Nothing but the lines from the one containing "Locate the roasted" to the end of the data should be returned, each exactly as written.

═══ Exercise materials

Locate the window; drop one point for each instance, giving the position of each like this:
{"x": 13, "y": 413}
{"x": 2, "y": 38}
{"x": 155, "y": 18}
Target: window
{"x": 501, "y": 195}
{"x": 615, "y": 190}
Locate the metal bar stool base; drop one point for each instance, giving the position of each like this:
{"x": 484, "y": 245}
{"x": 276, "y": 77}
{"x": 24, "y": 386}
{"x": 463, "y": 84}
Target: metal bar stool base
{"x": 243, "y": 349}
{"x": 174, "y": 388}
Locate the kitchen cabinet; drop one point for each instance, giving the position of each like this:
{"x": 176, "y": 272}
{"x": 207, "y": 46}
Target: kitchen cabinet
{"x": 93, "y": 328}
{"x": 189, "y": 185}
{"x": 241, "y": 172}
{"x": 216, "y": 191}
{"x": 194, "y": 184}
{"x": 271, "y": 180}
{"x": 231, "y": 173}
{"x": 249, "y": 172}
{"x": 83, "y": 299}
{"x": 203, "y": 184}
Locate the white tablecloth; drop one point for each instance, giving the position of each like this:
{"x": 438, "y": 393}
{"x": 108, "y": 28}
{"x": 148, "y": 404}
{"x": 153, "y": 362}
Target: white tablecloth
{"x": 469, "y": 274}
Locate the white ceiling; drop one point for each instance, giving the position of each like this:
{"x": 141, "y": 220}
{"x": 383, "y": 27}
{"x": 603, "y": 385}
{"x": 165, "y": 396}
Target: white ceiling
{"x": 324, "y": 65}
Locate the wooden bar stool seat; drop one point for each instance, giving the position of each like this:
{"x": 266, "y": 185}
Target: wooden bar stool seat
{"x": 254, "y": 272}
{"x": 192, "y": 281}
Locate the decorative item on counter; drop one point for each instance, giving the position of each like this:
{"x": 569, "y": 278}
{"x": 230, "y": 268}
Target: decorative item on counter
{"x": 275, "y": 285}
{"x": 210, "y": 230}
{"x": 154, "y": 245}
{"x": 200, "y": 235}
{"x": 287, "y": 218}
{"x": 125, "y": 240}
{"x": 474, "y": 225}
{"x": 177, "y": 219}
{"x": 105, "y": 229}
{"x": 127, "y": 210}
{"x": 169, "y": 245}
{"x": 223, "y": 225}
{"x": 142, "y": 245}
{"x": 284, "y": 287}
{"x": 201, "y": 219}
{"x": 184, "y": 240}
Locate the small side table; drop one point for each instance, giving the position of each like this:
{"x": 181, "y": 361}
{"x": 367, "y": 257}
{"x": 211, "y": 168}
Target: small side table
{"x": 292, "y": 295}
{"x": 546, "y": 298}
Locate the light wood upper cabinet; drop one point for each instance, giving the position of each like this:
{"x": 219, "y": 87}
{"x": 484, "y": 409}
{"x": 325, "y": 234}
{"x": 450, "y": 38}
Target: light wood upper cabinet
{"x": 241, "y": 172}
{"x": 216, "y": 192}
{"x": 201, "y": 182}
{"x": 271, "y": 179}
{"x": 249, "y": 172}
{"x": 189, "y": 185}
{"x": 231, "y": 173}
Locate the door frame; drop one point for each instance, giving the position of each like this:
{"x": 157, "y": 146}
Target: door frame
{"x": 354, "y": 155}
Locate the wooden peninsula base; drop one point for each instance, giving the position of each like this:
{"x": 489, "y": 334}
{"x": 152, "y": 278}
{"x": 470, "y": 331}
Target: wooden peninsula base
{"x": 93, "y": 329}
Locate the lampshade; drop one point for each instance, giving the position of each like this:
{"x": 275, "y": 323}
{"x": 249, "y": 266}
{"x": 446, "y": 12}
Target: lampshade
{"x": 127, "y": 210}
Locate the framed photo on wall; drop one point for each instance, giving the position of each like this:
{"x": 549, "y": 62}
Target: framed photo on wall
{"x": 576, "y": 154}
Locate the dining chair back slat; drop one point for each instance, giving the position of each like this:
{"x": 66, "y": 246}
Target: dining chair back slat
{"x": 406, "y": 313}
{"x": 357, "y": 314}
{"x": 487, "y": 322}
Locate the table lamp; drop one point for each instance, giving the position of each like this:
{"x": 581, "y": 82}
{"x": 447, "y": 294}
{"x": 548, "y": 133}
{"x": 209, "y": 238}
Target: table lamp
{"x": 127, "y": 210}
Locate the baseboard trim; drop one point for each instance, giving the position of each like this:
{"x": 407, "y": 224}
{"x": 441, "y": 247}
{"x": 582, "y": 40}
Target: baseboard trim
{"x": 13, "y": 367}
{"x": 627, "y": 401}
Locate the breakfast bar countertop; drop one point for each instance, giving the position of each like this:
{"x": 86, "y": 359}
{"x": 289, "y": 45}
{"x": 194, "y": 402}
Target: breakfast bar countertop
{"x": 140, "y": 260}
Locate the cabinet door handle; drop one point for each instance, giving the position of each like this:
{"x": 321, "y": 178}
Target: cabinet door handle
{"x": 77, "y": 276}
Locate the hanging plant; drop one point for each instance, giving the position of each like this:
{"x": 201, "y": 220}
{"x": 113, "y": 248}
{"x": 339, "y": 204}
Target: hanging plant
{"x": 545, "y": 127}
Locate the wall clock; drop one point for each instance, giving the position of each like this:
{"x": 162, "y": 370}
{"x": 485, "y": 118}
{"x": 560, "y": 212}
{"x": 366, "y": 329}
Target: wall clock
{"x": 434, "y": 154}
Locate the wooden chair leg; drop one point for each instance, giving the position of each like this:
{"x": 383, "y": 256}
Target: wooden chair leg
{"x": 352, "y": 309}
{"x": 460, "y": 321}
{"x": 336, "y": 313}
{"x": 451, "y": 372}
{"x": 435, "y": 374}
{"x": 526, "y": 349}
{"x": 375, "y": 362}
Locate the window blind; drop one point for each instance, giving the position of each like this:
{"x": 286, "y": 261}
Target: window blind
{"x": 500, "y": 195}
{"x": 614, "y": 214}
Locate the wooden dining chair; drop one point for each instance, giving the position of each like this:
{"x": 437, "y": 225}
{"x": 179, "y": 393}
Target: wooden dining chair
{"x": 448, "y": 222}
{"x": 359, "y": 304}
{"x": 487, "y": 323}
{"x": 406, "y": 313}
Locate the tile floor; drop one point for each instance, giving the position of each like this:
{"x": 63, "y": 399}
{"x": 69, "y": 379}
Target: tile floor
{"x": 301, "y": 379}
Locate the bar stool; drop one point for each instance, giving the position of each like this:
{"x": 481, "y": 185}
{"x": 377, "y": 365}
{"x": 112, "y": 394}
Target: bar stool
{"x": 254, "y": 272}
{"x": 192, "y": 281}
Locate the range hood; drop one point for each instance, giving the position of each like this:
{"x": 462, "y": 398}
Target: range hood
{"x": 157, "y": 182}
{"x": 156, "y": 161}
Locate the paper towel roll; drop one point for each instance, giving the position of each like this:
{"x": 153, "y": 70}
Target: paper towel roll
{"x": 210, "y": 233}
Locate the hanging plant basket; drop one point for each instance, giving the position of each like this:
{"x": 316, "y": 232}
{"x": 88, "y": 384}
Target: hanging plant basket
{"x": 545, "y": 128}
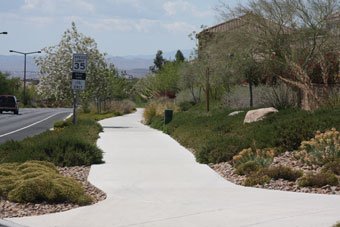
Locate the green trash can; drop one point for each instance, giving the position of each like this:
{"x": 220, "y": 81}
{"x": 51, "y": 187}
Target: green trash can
{"x": 168, "y": 116}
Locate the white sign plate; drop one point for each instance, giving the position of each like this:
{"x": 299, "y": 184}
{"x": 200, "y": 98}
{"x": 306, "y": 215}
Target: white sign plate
{"x": 78, "y": 85}
{"x": 79, "y": 63}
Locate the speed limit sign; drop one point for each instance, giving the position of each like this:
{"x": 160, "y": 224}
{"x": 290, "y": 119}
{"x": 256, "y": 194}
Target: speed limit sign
{"x": 79, "y": 63}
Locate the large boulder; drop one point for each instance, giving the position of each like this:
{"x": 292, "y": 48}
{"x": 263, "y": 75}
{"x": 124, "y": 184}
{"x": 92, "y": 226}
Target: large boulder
{"x": 235, "y": 113}
{"x": 259, "y": 114}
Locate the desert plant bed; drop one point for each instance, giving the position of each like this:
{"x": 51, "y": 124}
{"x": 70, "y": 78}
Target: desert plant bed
{"x": 292, "y": 150}
{"x": 56, "y": 162}
{"x": 217, "y": 137}
{"x": 10, "y": 209}
{"x": 288, "y": 159}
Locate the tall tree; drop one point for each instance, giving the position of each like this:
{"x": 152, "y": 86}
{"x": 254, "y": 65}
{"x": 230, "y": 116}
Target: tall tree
{"x": 291, "y": 39}
{"x": 56, "y": 68}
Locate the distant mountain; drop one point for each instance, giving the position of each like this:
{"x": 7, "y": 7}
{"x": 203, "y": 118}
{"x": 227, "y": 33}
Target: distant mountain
{"x": 167, "y": 55}
{"x": 137, "y": 66}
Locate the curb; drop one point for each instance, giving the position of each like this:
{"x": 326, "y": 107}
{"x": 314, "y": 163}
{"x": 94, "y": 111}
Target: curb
{"x": 4, "y": 223}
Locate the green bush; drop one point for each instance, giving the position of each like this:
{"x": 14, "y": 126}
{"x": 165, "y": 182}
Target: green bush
{"x": 318, "y": 180}
{"x": 61, "y": 124}
{"x": 36, "y": 181}
{"x": 332, "y": 166}
{"x": 247, "y": 168}
{"x": 282, "y": 172}
{"x": 217, "y": 137}
{"x": 323, "y": 148}
{"x": 73, "y": 146}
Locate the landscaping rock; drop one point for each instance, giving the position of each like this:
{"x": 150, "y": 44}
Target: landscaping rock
{"x": 235, "y": 113}
{"x": 259, "y": 114}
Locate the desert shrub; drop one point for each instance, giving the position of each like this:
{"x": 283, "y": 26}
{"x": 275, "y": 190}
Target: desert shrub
{"x": 157, "y": 107}
{"x": 187, "y": 95}
{"x": 185, "y": 106}
{"x": 123, "y": 107}
{"x": 217, "y": 137}
{"x": 36, "y": 181}
{"x": 282, "y": 172}
{"x": 247, "y": 168}
{"x": 318, "y": 180}
{"x": 256, "y": 179}
{"x": 239, "y": 97}
{"x": 279, "y": 97}
{"x": 333, "y": 166}
{"x": 323, "y": 148}
{"x": 261, "y": 157}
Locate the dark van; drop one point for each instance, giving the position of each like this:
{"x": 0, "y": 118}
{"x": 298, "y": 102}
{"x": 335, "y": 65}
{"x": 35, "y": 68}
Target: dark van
{"x": 9, "y": 103}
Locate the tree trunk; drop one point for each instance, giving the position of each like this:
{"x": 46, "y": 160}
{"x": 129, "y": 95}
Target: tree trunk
{"x": 251, "y": 93}
{"x": 207, "y": 90}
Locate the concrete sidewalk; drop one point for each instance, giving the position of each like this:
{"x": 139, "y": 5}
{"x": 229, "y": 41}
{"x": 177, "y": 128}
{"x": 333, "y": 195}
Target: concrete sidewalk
{"x": 152, "y": 181}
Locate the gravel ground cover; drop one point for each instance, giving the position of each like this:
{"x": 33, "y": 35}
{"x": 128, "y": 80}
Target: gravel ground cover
{"x": 80, "y": 173}
{"x": 227, "y": 171}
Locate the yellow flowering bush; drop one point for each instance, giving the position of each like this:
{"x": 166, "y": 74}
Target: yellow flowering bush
{"x": 323, "y": 148}
{"x": 261, "y": 157}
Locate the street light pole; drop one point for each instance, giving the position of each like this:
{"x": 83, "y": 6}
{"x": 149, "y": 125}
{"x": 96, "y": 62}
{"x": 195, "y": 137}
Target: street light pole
{"x": 25, "y": 54}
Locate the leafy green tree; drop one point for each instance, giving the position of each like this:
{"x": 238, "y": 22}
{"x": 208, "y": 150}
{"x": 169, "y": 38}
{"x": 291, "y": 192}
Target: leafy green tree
{"x": 179, "y": 56}
{"x": 159, "y": 62}
{"x": 189, "y": 80}
{"x": 167, "y": 79}
{"x": 289, "y": 38}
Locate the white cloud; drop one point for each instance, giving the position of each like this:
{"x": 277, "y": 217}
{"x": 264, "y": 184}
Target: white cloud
{"x": 179, "y": 27}
{"x": 37, "y": 21}
{"x": 124, "y": 25}
{"x": 173, "y": 8}
{"x": 180, "y": 6}
{"x": 58, "y": 6}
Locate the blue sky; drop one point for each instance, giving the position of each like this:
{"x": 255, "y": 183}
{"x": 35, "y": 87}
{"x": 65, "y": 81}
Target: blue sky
{"x": 120, "y": 27}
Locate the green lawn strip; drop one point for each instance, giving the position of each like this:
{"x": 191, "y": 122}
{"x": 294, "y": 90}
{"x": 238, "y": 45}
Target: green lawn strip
{"x": 217, "y": 137}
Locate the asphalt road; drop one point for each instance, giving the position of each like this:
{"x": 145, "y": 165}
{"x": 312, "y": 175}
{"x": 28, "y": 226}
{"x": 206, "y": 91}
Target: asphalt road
{"x": 29, "y": 122}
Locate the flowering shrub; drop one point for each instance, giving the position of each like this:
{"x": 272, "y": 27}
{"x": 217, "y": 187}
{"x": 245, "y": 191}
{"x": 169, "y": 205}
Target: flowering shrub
{"x": 261, "y": 157}
{"x": 323, "y": 148}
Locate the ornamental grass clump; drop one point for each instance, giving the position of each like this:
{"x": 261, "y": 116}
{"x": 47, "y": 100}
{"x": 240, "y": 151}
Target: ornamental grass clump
{"x": 247, "y": 168}
{"x": 318, "y": 180}
{"x": 261, "y": 157}
{"x": 323, "y": 148}
{"x": 37, "y": 181}
{"x": 282, "y": 172}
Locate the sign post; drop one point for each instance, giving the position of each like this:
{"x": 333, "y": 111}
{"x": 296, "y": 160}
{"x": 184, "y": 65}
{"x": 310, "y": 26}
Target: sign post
{"x": 78, "y": 80}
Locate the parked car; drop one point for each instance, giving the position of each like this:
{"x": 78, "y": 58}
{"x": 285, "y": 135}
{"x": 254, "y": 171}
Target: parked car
{"x": 9, "y": 103}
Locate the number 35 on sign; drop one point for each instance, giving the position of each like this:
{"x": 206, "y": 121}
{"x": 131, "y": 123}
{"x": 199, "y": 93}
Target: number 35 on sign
{"x": 79, "y": 63}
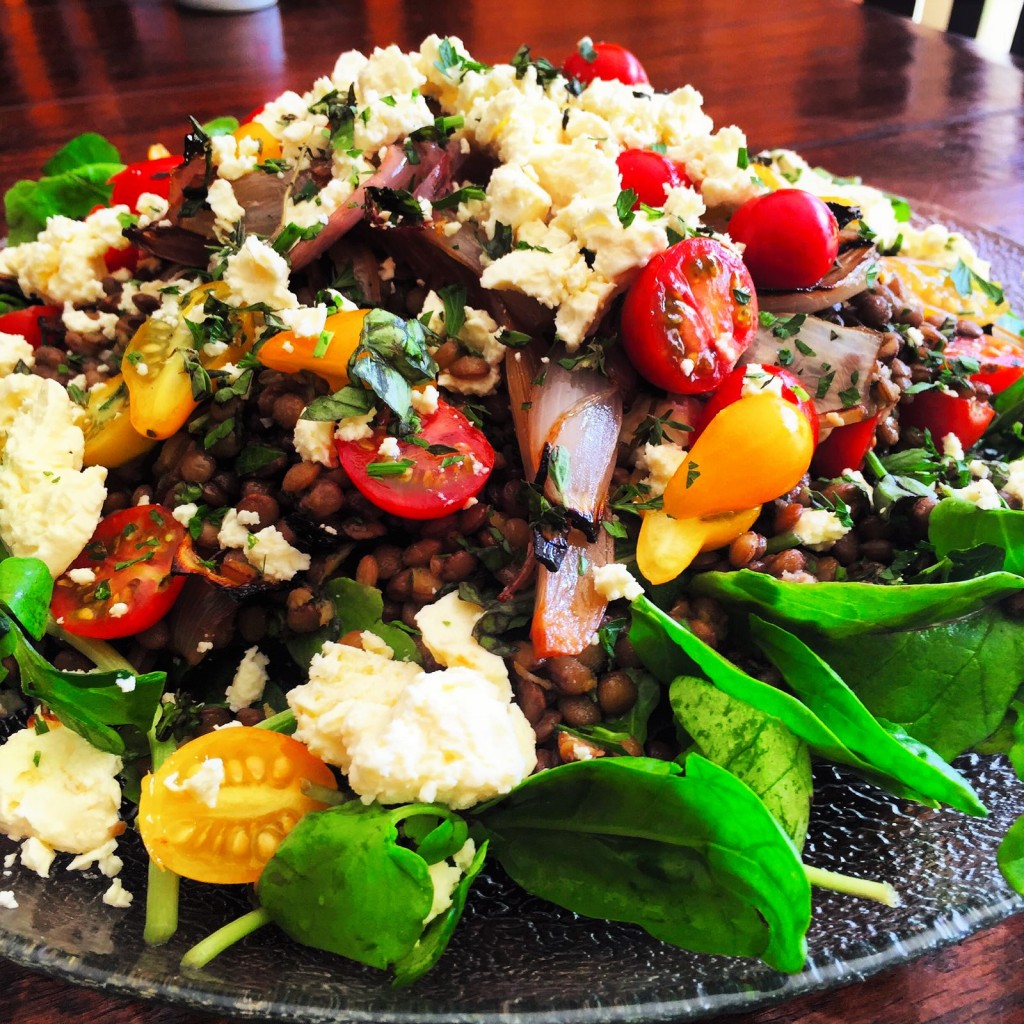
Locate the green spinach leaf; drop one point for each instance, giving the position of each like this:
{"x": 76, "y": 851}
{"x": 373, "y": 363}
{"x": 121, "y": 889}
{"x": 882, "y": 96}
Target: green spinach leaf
{"x": 886, "y": 747}
{"x": 957, "y": 525}
{"x": 848, "y": 609}
{"x": 696, "y": 860}
{"x": 754, "y": 747}
{"x": 949, "y": 685}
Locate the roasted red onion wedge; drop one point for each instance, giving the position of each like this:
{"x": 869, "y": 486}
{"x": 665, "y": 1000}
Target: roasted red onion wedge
{"x": 568, "y": 607}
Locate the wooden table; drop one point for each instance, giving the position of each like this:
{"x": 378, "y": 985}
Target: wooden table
{"x": 854, "y": 89}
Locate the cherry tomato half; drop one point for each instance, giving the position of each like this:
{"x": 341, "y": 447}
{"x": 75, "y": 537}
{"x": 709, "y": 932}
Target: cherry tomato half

══════

__Answer in full__.
Locate the roasted red onion wedge; drop one point for each instance, giving the position of each like this:
{"x": 869, "y": 486}
{"x": 665, "y": 1000}
Target: roasted red onion wedge
{"x": 568, "y": 607}
Locate the wooden table; drop one point for each instance, giving the position of each like this:
{"x": 378, "y": 985}
Target: wooden table
{"x": 854, "y": 89}
Locate the cherry tomato half; drop one point for each instance, giving the position of each like this:
{"x": 341, "y": 447}
{"x": 75, "y": 537}
{"x": 709, "y": 932}
Target: cherry tomato half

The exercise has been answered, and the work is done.